____ Records shown

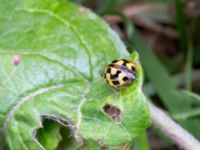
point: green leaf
(49, 136)
(52, 55)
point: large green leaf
(52, 54)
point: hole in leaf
(53, 135)
(113, 112)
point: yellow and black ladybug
(120, 73)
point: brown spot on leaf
(82, 10)
(113, 112)
(16, 60)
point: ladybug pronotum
(120, 73)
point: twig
(172, 130)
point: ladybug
(120, 73)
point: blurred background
(167, 36)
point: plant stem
(172, 130)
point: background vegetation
(165, 34)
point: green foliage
(52, 54)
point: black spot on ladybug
(108, 70)
(118, 72)
(125, 78)
(113, 76)
(125, 60)
(133, 68)
(114, 61)
(115, 82)
(124, 63)
(107, 81)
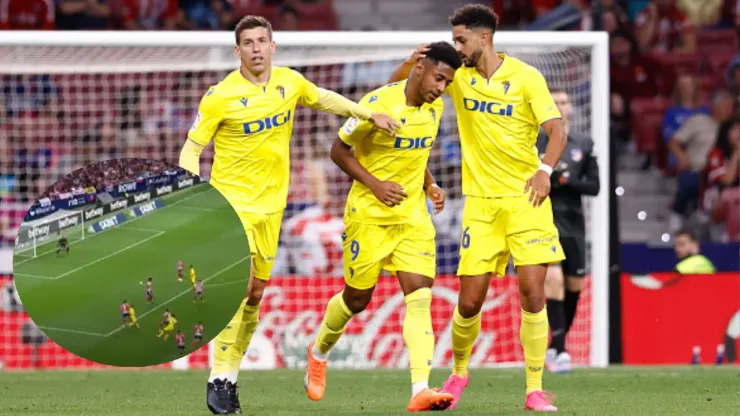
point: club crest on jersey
(576, 155)
(506, 85)
(351, 125)
(195, 122)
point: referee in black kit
(576, 175)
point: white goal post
(106, 52)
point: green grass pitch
(631, 391)
(76, 298)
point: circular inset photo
(131, 262)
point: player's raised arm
(329, 101)
(354, 130)
(547, 115)
(403, 70)
(204, 127)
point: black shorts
(574, 249)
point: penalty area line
(50, 328)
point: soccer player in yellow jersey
(249, 116)
(501, 102)
(387, 225)
(167, 330)
(192, 275)
(132, 317)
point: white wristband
(546, 168)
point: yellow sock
(335, 319)
(231, 343)
(533, 334)
(464, 333)
(418, 333)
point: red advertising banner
(666, 315)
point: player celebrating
(500, 103)
(167, 330)
(149, 293)
(198, 292)
(192, 275)
(249, 115)
(577, 175)
(125, 313)
(165, 318)
(132, 317)
(180, 340)
(179, 270)
(197, 335)
(387, 225)
(62, 244)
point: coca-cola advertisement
(293, 307)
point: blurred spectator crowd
(675, 81)
(100, 176)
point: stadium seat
(647, 117)
(716, 41)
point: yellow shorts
(263, 232)
(495, 228)
(369, 248)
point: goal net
(77, 98)
(39, 237)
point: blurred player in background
(63, 245)
(180, 340)
(198, 292)
(192, 275)
(575, 176)
(387, 225)
(179, 270)
(132, 317)
(197, 335)
(125, 314)
(167, 330)
(249, 115)
(500, 104)
(149, 293)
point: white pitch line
(140, 317)
(95, 334)
(228, 283)
(122, 226)
(35, 276)
(109, 255)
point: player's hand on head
(419, 53)
(538, 188)
(389, 193)
(438, 196)
(385, 122)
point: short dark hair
(444, 52)
(688, 233)
(250, 22)
(475, 16)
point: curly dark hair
(475, 16)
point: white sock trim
(231, 376)
(417, 387)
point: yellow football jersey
(401, 159)
(498, 119)
(251, 126)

________

Reproduce the data above word for word, but leave the images out.

point: green leaf
(49, 136)
(52, 55)
point: large green leaf
(52, 54)
point: hole in leaf
(53, 135)
(113, 112)
point: yellow and black ladybug
(120, 73)
point: brown spot on leaf
(82, 10)
(113, 112)
(16, 60)
point: ladybug pronotum
(120, 73)
point: twig
(172, 130)
point: ladybug
(120, 73)
point: blurred background
(167, 36)
point: plant stem
(172, 130)
point: background vegetation
(165, 34)
point: green foliage
(52, 54)
point: black spot on ladybug
(108, 70)
(118, 72)
(125, 78)
(113, 76)
(125, 60)
(133, 68)
(114, 61)
(115, 82)
(124, 63)
(107, 81)
point: club crest on jersey
(576, 155)
(506, 85)
(351, 125)
(195, 122)
point: referee in black kit
(576, 175)
point: white goal post
(106, 52)
point: green grass pitch
(631, 391)
(76, 298)
point: circular inset photo
(131, 262)
point: player's raised arm
(329, 101)
(354, 130)
(547, 115)
(403, 70)
(204, 127)
point: black shorts
(574, 249)
point: penalty area line
(50, 328)
point: soccer player in yellow jersey
(249, 116)
(501, 102)
(387, 225)
(167, 330)
(192, 275)
(132, 317)
point: white wristband
(546, 168)
point: yellow sock
(335, 319)
(231, 343)
(533, 334)
(464, 333)
(418, 333)
point: red advertising banner
(666, 315)
point: player celebrating
(500, 103)
(167, 330)
(149, 293)
(198, 292)
(192, 275)
(249, 115)
(577, 175)
(125, 313)
(165, 318)
(132, 317)
(180, 340)
(179, 270)
(197, 335)
(387, 225)
(62, 244)
point: coca-cola advertisement
(293, 307)
point: blurred spectator crowd
(675, 81)
(100, 176)
point: stadium seat
(647, 117)
(716, 41)
point: yellow shorts
(263, 232)
(495, 228)
(369, 248)
point: goal net
(77, 98)
(39, 237)
point: blurred player in background
(63, 245)
(180, 340)
(198, 292)
(192, 275)
(575, 176)
(387, 225)
(179, 270)
(132, 317)
(197, 335)
(125, 314)
(167, 330)
(249, 115)
(500, 104)
(149, 293)
point: white pitch line
(140, 317)
(95, 334)
(228, 283)
(122, 226)
(35, 276)
(109, 255)
point: player's hand on head
(419, 53)
(538, 188)
(389, 193)
(438, 196)
(385, 122)
point: short dark hair
(444, 52)
(688, 233)
(250, 22)
(475, 16)
point: curly dark hair
(475, 16)
point: white sock trim
(231, 376)
(417, 387)
point: yellow football jersey
(401, 159)
(498, 119)
(251, 126)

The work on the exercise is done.